Dataset records:

________________________________________

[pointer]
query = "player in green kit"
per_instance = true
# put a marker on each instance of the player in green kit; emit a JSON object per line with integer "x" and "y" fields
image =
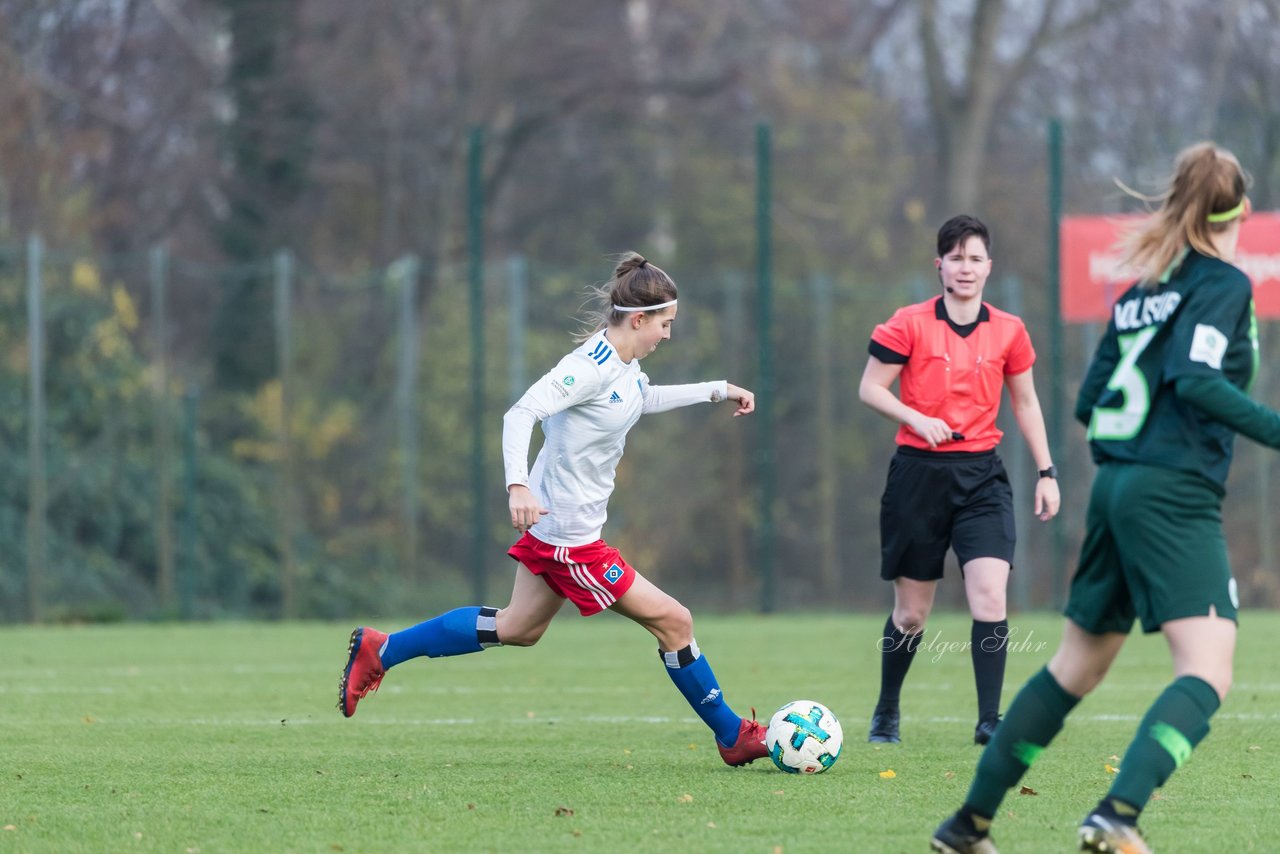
{"x": 1162, "y": 400}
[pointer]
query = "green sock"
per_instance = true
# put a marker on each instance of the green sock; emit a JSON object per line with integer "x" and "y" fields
{"x": 1174, "y": 725}
{"x": 1032, "y": 721}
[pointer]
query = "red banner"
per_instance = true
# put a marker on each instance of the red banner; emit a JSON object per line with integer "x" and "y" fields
{"x": 1092, "y": 277}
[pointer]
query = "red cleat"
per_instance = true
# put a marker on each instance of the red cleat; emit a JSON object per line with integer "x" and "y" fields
{"x": 364, "y": 672}
{"x": 749, "y": 745}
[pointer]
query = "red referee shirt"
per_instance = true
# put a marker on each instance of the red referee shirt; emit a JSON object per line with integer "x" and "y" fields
{"x": 954, "y": 377}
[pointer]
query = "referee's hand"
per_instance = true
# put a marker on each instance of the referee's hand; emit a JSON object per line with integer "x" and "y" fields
{"x": 933, "y": 430}
{"x": 1047, "y": 498}
{"x": 525, "y": 510}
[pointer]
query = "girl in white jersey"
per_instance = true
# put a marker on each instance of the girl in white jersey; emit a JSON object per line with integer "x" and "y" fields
{"x": 586, "y": 405}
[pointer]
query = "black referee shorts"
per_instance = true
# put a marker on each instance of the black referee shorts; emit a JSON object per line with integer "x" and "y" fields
{"x": 940, "y": 499}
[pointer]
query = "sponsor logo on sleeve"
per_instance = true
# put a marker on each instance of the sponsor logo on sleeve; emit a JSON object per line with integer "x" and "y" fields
{"x": 1208, "y": 346}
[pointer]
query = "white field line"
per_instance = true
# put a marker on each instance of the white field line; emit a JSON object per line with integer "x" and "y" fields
{"x": 334, "y": 720}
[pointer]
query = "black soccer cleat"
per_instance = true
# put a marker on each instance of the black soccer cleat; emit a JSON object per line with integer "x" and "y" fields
{"x": 984, "y": 730}
{"x": 958, "y": 835}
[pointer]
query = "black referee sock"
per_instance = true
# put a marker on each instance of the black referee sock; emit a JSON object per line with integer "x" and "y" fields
{"x": 990, "y": 649}
{"x": 896, "y": 653}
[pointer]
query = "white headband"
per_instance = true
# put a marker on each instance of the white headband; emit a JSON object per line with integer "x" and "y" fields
{"x": 661, "y": 305}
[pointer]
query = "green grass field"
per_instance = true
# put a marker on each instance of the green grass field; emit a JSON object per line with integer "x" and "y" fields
{"x": 224, "y": 738}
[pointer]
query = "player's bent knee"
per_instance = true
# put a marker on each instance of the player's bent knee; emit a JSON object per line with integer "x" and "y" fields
{"x": 910, "y": 621}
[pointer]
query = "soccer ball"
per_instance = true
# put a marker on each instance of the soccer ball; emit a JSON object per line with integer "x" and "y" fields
{"x": 804, "y": 738}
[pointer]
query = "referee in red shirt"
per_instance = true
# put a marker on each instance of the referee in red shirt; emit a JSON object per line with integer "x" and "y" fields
{"x": 946, "y": 488}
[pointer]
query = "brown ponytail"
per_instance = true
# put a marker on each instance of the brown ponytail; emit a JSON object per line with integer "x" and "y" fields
{"x": 1207, "y": 179}
{"x": 636, "y": 283}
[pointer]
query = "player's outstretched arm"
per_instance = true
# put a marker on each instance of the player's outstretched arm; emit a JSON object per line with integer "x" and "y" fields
{"x": 1224, "y": 402}
{"x": 744, "y": 398}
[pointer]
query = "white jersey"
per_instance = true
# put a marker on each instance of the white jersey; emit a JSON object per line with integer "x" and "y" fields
{"x": 586, "y": 405}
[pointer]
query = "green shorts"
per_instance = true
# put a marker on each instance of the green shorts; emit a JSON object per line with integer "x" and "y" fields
{"x": 1153, "y": 549}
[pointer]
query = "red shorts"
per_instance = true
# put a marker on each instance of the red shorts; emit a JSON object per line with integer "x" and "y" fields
{"x": 592, "y": 576}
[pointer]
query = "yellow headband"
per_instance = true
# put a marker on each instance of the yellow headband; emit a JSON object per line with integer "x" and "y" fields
{"x": 1226, "y": 215}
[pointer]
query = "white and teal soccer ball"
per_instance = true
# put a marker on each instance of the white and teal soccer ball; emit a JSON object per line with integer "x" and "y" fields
{"x": 804, "y": 738}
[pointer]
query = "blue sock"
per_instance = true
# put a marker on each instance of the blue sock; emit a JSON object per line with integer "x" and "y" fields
{"x": 696, "y": 683}
{"x": 456, "y": 633}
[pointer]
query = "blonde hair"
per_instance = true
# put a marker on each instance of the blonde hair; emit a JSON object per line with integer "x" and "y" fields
{"x": 1207, "y": 179}
{"x": 636, "y": 283}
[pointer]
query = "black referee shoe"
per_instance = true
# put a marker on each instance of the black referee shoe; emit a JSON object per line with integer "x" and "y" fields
{"x": 885, "y": 726}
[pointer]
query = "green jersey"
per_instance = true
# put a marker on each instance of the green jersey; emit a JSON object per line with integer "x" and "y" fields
{"x": 1196, "y": 322}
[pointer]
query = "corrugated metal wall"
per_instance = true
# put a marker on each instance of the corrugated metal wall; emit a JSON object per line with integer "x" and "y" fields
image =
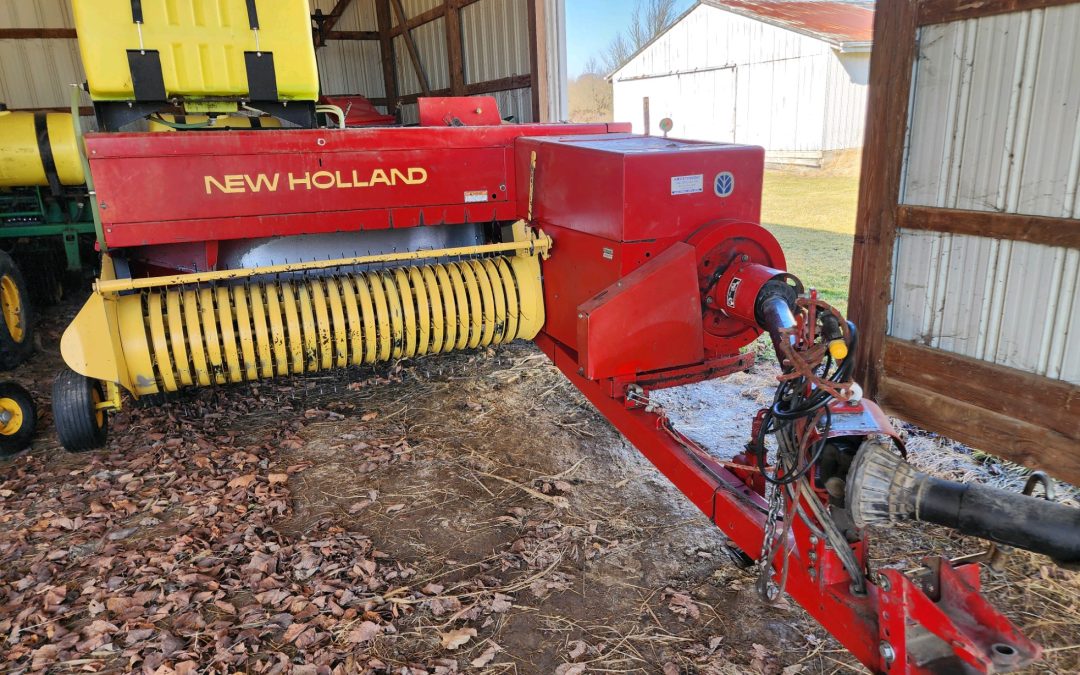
{"x": 35, "y": 73}
{"x": 995, "y": 125}
{"x": 725, "y": 77}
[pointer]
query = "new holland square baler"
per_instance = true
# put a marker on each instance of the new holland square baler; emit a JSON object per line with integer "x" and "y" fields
{"x": 634, "y": 262}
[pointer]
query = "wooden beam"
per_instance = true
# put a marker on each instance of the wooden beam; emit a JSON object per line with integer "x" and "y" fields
{"x": 1001, "y": 435}
{"x": 455, "y": 49}
{"x": 387, "y": 55}
{"x": 38, "y": 34}
{"x": 352, "y": 35}
{"x": 432, "y": 14}
{"x": 1029, "y": 397}
{"x": 327, "y": 23}
{"x": 414, "y": 53}
{"x": 879, "y": 188}
{"x": 942, "y": 11}
{"x": 1012, "y": 227}
{"x": 534, "y": 58}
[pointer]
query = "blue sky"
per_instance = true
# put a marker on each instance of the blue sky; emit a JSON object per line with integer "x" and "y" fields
{"x": 592, "y": 24}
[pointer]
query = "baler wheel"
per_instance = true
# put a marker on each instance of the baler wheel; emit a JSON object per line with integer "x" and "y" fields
{"x": 18, "y": 418}
{"x": 16, "y": 327}
{"x": 80, "y": 424}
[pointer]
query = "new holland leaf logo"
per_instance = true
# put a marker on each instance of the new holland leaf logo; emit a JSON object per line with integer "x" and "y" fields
{"x": 725, "y": 184}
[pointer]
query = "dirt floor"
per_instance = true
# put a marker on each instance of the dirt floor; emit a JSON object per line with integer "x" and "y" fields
{"x": 464, "y": 513}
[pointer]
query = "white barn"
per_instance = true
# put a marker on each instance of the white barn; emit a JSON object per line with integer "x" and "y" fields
{"x": 788, "y": 76}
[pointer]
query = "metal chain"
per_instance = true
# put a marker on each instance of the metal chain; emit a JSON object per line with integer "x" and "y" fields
{"x": 766, "y": 588}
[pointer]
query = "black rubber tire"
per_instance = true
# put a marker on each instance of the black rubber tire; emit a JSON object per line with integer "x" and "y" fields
{"x": 17, "y": 439}
{"x": 15, "y": 351}
{"x": 79, "y": 424}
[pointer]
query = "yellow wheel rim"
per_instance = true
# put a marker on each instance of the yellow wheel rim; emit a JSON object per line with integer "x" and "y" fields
{"x": 11, "y": 305}
{"x": 14, "y": 415}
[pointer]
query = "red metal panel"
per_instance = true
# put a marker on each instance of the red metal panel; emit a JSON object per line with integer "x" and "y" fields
{"x": 648, "y": 320}
{"x": 637, "y": 188}
{"x": 581, "y": 266}
{"x": 227, "y": 186}
{"x": 167, "y": 188}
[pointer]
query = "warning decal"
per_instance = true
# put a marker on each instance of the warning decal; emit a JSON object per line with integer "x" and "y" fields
{"x": 688, "y": 185}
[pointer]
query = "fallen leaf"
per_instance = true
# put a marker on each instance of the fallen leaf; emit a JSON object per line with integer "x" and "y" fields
{"x": 456, "y": 638}
{"x": 578, "y": 649}
{"x": 364, "y": 633}
{"x": 243, "y": 481}
{"x": 487, "y": 657}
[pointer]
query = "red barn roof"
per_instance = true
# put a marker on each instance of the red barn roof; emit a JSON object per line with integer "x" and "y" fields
{"x": 845, "y": 25}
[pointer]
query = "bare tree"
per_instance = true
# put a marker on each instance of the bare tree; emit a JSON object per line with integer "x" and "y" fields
{"x": 649, "y": 19}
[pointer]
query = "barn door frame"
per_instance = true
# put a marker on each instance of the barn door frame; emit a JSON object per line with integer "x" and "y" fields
{"x": 1026, "y": 418}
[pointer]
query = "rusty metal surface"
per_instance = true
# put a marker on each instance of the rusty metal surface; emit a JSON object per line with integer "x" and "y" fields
{"x": 837, "y": 23}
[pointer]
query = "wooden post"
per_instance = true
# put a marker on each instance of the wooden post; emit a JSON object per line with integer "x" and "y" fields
{"x": 414, "y": 54}
{"x": 879, "y": 189}
{"x": 535, "y": 82}
{"x": 455, "y": 56}
{"x": 387, "y": 55}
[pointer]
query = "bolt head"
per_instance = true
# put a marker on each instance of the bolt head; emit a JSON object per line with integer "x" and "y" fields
{"x": 888, "y": 653}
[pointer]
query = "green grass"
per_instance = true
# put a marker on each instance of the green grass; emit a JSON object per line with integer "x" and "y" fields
{"x": 813, "y": 217}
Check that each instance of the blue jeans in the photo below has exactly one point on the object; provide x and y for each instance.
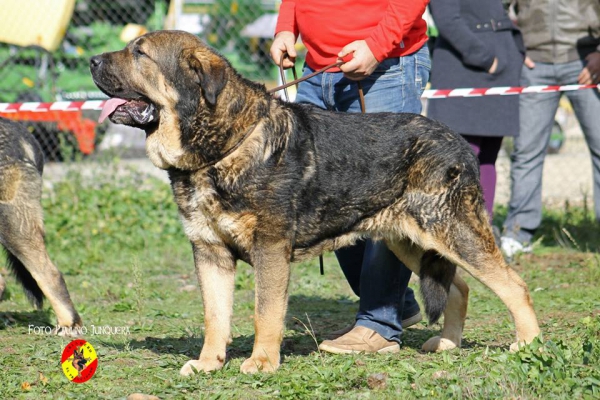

________________________________________

Exercise task: Find each line in the records above that contains the word "wooden" and copy those lines.

Written response:
query = "wooden beam"
# put a marker on each instance of the wooden beam; emit a JSON object per line with integer "x" and "y" fields
query = "wooden post"
# put a marker on each instance of the wooden post; emit a JSON object per line with integer "x" and "y" fields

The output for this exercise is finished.